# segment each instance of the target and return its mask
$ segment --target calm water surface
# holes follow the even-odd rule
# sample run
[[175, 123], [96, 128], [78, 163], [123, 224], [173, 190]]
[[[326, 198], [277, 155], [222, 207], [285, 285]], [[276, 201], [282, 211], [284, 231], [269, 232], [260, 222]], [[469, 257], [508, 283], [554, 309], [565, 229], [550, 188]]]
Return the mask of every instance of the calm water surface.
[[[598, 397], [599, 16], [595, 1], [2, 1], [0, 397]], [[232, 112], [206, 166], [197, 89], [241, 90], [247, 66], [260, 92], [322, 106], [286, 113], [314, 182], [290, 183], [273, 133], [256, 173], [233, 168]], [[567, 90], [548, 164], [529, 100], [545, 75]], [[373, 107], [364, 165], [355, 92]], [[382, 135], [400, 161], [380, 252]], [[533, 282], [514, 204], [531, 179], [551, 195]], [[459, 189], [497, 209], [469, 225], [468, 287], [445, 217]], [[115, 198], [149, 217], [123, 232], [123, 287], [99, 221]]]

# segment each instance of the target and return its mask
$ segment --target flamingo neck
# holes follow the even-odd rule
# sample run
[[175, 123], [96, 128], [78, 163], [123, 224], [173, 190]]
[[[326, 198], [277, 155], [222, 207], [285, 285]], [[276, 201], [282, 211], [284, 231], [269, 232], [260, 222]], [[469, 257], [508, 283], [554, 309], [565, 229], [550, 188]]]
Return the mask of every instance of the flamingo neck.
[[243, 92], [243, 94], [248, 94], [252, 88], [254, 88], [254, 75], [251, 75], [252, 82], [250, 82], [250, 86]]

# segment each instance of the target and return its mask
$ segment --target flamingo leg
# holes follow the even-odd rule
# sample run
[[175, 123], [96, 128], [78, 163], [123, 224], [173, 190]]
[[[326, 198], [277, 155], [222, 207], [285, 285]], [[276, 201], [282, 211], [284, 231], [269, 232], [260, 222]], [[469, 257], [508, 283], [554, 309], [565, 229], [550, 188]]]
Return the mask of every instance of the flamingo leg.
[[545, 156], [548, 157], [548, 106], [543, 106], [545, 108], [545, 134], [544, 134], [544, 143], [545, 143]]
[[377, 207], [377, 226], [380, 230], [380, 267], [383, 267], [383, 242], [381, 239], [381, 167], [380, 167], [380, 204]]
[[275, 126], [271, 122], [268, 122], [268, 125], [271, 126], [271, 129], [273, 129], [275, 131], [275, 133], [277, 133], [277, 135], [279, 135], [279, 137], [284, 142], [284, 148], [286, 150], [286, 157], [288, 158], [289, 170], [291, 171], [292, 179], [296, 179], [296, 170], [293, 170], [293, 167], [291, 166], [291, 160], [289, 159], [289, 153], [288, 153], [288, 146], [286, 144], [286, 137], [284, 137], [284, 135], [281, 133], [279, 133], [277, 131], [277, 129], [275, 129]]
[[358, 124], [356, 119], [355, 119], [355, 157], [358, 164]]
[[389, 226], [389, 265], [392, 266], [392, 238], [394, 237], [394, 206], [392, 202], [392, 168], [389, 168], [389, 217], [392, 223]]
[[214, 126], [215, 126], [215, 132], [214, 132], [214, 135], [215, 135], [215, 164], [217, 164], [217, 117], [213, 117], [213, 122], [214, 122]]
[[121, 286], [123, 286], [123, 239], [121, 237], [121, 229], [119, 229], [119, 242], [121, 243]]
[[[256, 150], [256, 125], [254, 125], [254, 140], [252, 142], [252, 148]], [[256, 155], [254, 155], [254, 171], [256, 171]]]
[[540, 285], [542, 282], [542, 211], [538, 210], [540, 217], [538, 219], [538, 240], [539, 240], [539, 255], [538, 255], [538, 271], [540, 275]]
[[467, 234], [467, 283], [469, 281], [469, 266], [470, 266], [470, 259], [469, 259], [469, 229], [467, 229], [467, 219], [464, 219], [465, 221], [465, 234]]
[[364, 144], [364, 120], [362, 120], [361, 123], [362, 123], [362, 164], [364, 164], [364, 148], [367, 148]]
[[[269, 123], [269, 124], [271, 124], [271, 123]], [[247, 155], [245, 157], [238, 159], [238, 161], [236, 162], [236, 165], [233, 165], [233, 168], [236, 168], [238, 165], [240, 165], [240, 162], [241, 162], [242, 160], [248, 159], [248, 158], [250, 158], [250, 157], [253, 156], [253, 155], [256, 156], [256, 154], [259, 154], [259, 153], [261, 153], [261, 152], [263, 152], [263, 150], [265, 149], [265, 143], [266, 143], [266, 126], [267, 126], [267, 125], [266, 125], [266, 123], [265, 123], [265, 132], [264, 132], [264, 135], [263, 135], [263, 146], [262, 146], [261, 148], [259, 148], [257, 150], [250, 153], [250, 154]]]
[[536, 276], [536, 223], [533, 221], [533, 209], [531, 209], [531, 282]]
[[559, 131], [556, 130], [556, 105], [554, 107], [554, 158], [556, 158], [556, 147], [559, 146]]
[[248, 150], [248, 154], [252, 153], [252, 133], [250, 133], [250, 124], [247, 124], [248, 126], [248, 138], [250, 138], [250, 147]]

_ _ _

Extract the data verbatim, starting at its very first line and ending at the line containing "Return the mask of every instance of the calm", with that line included.

▶ [Complete answer]:
# segment each instance of the target and return its mask
$ segment --target calm water surface
# holes follow the even-odd rule
# sample run
[[175, 123], [96, 128], [78, 163], [123, 224], [173, 190]]
[[[326, 198], [277, 155], [222, 207], [285, 285]], [[276, 201], [282, 211], [284, 231], [269, 232], [260, 222]], [[469, 257], [508, 283], [554, 309], [565, 229], [550, 188]]]
Return the mask of every instance of the calm water surface.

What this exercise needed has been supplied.